What this exercise asks ->
(A) From the Woodland history passage below, extract the span starting with "The 1860s were" and going on through "west and south.", word for word.
(B) For the Woodland history passage below, mark each statement yes or no and quote the deciding words: (i) The City of Woodland was incorporated in 1871. (ii) Byron Jackson's business moved to Los Angeles in 1879. (iii) Woodland had a population of 3,187 in 1910.

Provided passage ->
□ □ □ □ □ □ □

The 1860s were a time of opportunity. The county seat was permanently moved to Woodland after Washington, California (now a part of West Sacramento) flooded. Schools, homes, churches, and a cemetery were built. The town's newspaper, the Daily Democrat and a rail line was built. In 1869, the California Pacific Railroad Company constructed a line between Davisville (now Davis) and Marysville with a Woodland station in the area of College Street and Lincoln Avenue. The rail line expanded and was eventually acquired by Southern Pacific Railroad. The track was then relocated from College Street to East Street, the eastern edge of the city at that point. The addition of the railroad led to the expansion of Woodland. Before the railroad came, people were building primarily from Main Street northward. Later expansion headed west and south.

In 1870 the population of Woodland was estimated to be 1,600 people, 647 of whom were registered voters. Signatures were collected to petition for the incorporation of the town. The City of Woodland was incorporated in 1871 and its residents soon had regular train and telegraph operations, telephone services, gas, water, electricity, street lights, and graveled streets. Byron Jackson, inventor of the centrifugal pump, opened a machine shop in Woodland in 1872. The business moved to San Francisco in 1879, supplying highly efficient pumps for ground water irrigation which transformed agriculture and industry in California.

20th century

Woodland's Chamber of Commerce was founded in 1900. During this time public activism helped Woodland get a library, a city park, and an improved cemetery. In 1910 Woodland was the most populous city in the county, with a population of 3,187. For the next forty years Woodland grew slowly but steadily, based on agriculture-related businesses: three rice mills, a sugar beet refinery, and a tomato cannery were built.

□ □ □ □ □ □ □

Data segment ->
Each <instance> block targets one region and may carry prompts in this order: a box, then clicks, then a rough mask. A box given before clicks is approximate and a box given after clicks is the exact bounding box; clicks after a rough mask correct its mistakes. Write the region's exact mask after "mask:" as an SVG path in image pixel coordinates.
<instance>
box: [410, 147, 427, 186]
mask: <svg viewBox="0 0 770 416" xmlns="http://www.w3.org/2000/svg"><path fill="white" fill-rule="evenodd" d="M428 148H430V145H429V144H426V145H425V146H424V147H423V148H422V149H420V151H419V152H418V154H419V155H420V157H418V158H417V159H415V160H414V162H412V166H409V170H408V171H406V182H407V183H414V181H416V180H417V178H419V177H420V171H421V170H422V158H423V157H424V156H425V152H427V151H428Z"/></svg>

□ □ □ □ □ □ □

Task-by-task answers ->
(A)
The 1860s were a time of opportunity. The county seat was permanently moved to Woodland after Washington, California (now a part of West Sacramento) flooded. Schools, homes, churches, and a cemetery were built. The town's newspaper, the Daily Democrat and a rail line was built. In 1869, the California Pacific Railroad Company constructed a line between Davisville (now Davis) and Marysville with a Woodland station in the area of College Street and Lincoln Avenue. The rail line expanded and was eventually acquired by Southern Pacific Railroad. The track was then relocated from College Street to East Street, the eastern edge of the city at that point. The addition of the railroad led to the expansion of Woodland. Before the railroad came, people were building primarily from Main Street northward. Later expansion headed west and south.

(B)
(i) Yes: "The City of Woodland was incorporated in 1871"
(ii) No: "The business moved to San Francisco in 1879"
(iii) Yes: "In 1910 Woodland was the most populous city in the county, with a population of 3,187."